> [Excerpted passage]
____________________
# Best magical lore to use against certain armys



## Green Knight

These are my thoughts

Dwarfs - Lore of Metal or heavens
Wood elves - lore of life or beast
Dark elves - Lore of fire or beast
Warrior of choas- lore of beasts or heavens or Metal
Vampire counts - Lore of fire or light
Empire - Lore of life or heavens or Metal
Daemons - Lore of Light
Ogres - lore of death
Tomb kings - Lore of fire
High elves - lore of fire or heavens or metal
Orcs and goblins- Lore of shadow or death
Lizardmen - Lore of heavens or shadow
Bretonnians - lore of beasts or heavens
skaven - lore of fire 
Beasts of choas - Lore of life or shadow

Any other thoughts


----------



## Critta

Watch out with lore of heavens around WoC armies, throwing lightning based spells around dragon ogres/shaggoths is generally ill advised unless you absolutely have to lead them into an ambush


----------



## Green Knight

I was thinking about WoC having high armour saves and there small expensive units.


----------



## Vaz

Aye. Fire is an all comers list.

Dwarves, Warriors of Chaos, and certain Empire units are weak vs. Metal.

You have it right though, Beasts and Life are some of the best all round spell's to take.
____________________
> [What to do]
**1)** In the forum thread on magical lores, which lore does the first post suggest using against Ogres?
**2)** Duplicate a passage from the forum thread on magical lores, beginning at the words "Watch out with" and stopping after "small expensive units.".
**3)** Write the next part of the forum thread on magical lores, picking up right after its last sentence.
The lines after this point are separate material, not part of the forum thread on magical lores.
____________________
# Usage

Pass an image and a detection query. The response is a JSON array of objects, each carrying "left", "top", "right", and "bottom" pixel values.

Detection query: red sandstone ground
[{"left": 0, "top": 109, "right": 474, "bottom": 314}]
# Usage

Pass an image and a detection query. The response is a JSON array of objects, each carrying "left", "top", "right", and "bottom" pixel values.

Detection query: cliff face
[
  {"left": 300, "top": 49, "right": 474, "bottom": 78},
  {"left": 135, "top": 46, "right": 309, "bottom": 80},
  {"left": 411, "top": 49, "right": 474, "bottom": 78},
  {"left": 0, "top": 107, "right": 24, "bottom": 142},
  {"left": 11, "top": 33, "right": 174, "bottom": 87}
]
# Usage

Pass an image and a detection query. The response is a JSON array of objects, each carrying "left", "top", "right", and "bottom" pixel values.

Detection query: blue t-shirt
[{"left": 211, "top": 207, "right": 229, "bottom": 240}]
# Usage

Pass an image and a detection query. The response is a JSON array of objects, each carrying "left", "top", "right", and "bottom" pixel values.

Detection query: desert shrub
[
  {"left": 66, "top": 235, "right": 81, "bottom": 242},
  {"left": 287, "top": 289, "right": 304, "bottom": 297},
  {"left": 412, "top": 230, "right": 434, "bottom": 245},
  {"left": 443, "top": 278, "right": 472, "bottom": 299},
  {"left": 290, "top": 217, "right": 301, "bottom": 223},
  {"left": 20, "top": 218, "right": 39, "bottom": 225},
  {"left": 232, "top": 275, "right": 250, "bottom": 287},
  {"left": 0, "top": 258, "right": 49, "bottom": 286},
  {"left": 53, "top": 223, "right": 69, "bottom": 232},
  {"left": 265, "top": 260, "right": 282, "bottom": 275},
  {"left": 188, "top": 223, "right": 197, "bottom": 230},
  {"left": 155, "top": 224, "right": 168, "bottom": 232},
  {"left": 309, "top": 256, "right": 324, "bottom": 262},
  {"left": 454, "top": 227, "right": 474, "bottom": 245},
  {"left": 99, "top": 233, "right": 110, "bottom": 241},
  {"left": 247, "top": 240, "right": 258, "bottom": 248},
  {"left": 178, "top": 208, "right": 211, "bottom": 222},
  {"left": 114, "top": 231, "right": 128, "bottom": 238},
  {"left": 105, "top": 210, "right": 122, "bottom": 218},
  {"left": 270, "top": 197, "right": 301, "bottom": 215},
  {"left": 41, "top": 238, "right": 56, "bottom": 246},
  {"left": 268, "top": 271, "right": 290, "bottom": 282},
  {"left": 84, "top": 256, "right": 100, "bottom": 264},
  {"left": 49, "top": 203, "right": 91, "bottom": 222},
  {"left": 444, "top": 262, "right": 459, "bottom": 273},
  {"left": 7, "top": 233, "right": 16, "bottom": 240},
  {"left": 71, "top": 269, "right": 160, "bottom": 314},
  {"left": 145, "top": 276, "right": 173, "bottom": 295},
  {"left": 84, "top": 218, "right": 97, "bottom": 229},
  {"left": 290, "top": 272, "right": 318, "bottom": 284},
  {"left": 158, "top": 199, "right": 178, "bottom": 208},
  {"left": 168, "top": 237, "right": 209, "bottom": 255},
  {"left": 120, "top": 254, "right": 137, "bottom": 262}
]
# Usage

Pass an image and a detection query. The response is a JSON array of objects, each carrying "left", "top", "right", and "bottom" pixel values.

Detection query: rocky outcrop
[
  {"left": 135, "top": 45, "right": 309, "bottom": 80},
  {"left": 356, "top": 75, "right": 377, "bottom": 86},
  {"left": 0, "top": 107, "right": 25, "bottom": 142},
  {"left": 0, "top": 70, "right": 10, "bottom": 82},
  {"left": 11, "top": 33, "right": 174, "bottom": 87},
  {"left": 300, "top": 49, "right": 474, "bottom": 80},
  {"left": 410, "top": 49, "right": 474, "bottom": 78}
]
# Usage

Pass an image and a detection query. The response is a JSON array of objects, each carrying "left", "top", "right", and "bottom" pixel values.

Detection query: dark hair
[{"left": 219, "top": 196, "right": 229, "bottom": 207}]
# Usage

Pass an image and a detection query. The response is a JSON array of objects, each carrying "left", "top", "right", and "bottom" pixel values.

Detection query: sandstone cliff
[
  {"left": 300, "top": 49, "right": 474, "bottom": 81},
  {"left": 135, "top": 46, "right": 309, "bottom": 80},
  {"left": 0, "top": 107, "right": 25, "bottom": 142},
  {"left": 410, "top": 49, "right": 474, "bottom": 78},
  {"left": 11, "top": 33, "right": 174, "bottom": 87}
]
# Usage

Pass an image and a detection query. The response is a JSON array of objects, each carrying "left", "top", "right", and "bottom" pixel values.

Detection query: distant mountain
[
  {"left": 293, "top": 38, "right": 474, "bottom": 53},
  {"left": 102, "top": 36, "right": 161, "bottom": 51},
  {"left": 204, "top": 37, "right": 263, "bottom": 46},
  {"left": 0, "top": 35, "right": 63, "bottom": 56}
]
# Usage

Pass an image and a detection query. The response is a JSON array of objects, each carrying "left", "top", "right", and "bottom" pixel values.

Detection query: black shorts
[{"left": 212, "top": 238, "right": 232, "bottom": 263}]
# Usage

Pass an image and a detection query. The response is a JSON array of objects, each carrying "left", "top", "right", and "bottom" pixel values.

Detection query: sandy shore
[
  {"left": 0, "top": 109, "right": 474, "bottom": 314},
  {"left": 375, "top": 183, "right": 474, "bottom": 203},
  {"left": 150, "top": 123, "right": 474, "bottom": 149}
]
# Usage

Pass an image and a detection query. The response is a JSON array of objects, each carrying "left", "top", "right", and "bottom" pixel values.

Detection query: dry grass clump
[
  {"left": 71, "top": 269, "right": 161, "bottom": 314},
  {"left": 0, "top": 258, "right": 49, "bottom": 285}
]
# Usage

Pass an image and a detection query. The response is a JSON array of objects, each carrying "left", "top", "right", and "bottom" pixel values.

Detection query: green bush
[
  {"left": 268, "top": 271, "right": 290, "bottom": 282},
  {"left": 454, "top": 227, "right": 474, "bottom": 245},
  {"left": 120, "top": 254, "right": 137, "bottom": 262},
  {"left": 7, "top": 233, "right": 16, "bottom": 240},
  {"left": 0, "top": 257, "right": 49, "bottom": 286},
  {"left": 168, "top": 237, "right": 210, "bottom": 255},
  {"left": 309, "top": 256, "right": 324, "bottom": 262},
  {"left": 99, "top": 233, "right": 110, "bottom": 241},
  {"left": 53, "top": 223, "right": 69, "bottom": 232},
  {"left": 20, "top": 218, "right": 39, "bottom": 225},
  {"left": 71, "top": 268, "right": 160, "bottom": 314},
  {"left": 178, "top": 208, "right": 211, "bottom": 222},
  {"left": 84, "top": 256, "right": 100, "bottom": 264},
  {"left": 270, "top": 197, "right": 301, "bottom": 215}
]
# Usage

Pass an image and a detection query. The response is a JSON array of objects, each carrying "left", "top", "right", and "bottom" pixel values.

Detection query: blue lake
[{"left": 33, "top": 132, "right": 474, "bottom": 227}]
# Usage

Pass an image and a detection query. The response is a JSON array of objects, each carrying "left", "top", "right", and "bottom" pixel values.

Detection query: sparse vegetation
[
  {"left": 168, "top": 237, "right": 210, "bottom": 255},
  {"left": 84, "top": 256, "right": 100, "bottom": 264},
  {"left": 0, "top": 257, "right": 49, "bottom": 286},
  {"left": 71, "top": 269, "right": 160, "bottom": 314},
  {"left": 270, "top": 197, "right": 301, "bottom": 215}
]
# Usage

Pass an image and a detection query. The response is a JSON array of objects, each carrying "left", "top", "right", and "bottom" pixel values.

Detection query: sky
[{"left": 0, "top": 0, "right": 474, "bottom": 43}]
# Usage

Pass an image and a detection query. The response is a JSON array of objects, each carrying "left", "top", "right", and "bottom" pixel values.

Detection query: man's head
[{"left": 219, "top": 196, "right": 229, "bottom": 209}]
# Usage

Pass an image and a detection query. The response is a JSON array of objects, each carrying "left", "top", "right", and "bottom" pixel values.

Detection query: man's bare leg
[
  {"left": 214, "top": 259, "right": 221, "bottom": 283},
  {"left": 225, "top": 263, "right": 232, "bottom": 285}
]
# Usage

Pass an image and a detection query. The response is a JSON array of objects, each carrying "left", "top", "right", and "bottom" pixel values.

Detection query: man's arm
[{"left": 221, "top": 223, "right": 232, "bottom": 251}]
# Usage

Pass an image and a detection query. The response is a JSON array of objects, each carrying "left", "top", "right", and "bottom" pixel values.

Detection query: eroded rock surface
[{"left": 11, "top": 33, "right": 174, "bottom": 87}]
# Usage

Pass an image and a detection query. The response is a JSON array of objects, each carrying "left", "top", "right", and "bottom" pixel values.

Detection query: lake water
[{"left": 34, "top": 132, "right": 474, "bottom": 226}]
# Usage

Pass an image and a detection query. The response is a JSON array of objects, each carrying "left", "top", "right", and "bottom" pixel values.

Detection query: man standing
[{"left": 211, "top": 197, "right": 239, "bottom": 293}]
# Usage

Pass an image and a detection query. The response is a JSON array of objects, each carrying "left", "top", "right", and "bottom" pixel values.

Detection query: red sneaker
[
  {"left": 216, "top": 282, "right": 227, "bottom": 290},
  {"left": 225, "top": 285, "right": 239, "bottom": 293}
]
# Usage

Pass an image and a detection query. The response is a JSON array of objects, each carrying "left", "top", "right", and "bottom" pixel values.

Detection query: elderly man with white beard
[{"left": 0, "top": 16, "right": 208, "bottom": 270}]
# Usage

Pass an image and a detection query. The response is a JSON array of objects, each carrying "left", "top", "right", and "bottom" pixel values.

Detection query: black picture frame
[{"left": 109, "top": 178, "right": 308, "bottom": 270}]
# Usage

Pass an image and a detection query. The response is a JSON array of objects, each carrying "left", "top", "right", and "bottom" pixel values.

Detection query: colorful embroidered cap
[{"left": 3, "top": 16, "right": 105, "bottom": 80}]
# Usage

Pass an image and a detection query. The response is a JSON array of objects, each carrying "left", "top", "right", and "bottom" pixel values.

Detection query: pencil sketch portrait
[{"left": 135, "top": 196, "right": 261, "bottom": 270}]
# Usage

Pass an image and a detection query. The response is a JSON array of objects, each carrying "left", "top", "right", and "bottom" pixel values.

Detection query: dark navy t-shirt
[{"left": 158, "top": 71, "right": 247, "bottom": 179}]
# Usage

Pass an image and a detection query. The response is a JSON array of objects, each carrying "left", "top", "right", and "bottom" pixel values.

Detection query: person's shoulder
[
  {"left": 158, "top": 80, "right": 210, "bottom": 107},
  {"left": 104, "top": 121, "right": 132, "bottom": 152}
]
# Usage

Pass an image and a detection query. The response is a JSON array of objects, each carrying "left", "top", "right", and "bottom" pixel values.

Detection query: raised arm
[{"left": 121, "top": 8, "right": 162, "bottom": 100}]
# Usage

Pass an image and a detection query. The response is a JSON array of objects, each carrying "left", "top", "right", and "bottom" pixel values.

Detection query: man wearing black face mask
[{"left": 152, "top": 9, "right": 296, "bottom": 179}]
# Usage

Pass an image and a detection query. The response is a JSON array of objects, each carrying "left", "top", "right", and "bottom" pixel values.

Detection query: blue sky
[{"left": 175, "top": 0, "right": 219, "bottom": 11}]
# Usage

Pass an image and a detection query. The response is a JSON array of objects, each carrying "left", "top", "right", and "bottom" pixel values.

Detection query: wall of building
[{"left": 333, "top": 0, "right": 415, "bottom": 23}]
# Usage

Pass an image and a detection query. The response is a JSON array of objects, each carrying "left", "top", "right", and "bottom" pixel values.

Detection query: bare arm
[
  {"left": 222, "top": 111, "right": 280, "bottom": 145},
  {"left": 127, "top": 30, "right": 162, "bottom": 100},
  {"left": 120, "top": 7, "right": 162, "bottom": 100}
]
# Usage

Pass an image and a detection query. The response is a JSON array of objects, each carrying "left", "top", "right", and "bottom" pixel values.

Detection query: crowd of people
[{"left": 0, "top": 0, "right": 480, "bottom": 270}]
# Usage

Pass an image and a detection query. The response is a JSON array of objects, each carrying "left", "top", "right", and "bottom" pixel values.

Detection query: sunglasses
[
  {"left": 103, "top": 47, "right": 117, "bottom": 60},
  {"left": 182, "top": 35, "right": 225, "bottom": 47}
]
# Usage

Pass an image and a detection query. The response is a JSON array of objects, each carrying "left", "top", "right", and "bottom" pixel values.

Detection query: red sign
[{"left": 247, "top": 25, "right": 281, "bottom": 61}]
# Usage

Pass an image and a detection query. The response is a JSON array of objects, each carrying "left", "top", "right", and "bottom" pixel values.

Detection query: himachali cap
____________________
> [Final results]
**1)** Lore of death.

**2)**
Watch out with lore of heavens around WoC armies, throwing lightning based spells around dragon ogres/shaggoths is generally ill advised unless you absolutely have to lead them into an ambush


----------



## Green Knight

I was thinking about WoC having high armour saves and there small expensive units.

**3)**
----------



## Green Knight

I will put that in Vaz, thanks for your import


----------



## Gen. Confusion

Lore of shadows really hurts orc and goblins. For example, the last game I played was against my brothers orcs. One of his units was 25 savage orcs with spears. I managed to cast pit of shades on the unit. Need less to say he was a bit mad when I managed to take out 9 of his expensive savage orcs.


----------



## Ascendant Valor

The Chaos Lores for WoC are nasty. They can be decent against just about any army, though it would take a Level 4 Sorcerer to really benefit from the spells, since each list is diverse with powerful spells: missiles, snipe-wounds, buffs, debuffs, and so forth.

Against High Elves, I've seen some nasty use of Dark Magic. Blade wind will tear through HE core units.

I like Heavens and High Magic against just about anybody. The offer some neat buffs for my force, though offensive potential is weak.


----------



## neilbatte

Lore of metal is great against most high elf units.
I agree that lore of life is good against woodelves there's nothing better than making the woods they use as taxi's attack them.
fire is good against skaven but any spell that causes panic or ld based checks works against them and orcs.
I disagree that beasts is a good list against OK though as the only units it can effect are the hunters hounds and the rhinox.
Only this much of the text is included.